**PROBLEM REQUIREMENTS:**
For each line in the material below that holds "rocky", copy that line.

══ SUPPLIED INFORMATION ══

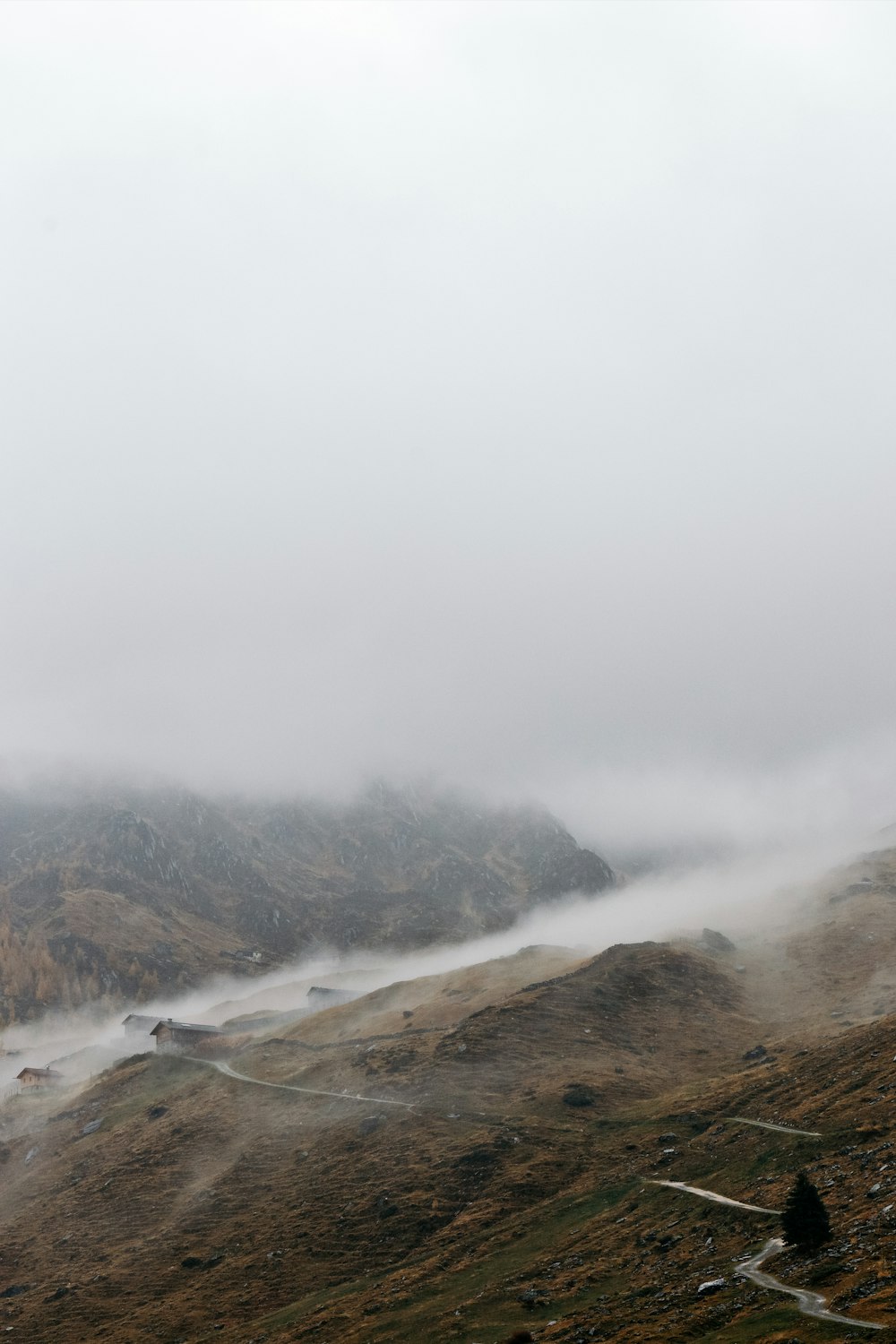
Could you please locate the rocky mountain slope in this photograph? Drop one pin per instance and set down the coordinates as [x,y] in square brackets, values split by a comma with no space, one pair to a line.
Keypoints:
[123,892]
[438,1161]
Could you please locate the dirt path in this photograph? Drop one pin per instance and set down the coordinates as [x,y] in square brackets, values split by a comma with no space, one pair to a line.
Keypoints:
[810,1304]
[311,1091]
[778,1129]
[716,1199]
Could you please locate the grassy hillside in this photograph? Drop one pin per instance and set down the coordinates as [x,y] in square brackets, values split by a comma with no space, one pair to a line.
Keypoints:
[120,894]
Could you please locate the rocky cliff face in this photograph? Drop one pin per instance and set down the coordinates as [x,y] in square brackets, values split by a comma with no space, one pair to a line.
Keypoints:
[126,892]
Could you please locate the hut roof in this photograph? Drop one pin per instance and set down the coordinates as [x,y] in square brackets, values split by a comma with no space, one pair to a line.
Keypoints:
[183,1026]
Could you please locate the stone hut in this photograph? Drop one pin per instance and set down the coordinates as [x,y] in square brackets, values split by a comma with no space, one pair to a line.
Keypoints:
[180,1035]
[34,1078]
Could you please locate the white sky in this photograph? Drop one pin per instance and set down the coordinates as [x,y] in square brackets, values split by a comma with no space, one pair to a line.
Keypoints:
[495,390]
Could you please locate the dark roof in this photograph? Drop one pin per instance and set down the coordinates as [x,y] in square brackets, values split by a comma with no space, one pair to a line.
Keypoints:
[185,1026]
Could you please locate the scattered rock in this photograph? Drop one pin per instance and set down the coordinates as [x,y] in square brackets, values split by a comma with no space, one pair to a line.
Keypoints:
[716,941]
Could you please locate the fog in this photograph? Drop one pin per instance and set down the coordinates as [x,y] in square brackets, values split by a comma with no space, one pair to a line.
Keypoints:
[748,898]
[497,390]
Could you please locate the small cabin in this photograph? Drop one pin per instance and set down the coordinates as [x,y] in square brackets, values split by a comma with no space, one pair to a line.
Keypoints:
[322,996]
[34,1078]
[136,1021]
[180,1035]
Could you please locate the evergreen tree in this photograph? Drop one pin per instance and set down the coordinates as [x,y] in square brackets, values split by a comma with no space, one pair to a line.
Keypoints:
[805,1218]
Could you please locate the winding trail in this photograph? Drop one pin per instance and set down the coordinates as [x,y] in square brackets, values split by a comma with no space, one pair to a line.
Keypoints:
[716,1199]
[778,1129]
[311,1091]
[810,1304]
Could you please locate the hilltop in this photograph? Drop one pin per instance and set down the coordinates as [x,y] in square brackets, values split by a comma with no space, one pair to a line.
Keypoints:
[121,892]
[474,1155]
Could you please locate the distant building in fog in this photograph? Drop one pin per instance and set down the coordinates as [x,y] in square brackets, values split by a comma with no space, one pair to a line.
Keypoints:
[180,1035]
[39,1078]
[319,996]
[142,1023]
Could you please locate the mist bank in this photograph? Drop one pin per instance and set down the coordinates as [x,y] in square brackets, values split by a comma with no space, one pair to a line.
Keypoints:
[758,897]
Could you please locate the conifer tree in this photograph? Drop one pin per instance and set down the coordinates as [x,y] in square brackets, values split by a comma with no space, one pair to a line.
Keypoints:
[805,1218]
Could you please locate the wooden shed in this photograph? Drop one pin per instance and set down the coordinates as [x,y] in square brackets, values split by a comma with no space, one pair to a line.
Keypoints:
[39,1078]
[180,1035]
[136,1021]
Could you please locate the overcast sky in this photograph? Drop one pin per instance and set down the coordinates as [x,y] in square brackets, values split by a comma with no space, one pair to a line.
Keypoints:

═══

**WRITTEN RESPONSE:**
Could you please locate the rocky mountain slope in this photograph? Drop one pin per instance and set down the coordinates as [x,y] in square brackets, values split by a comma with no space, one pair to a line.
Could you please locate the rocky cliff face in this photograph? Drop one pin per instance and set down the coordinates as [x,y] in square brackets, values split by a comma with no space, one pair to a line.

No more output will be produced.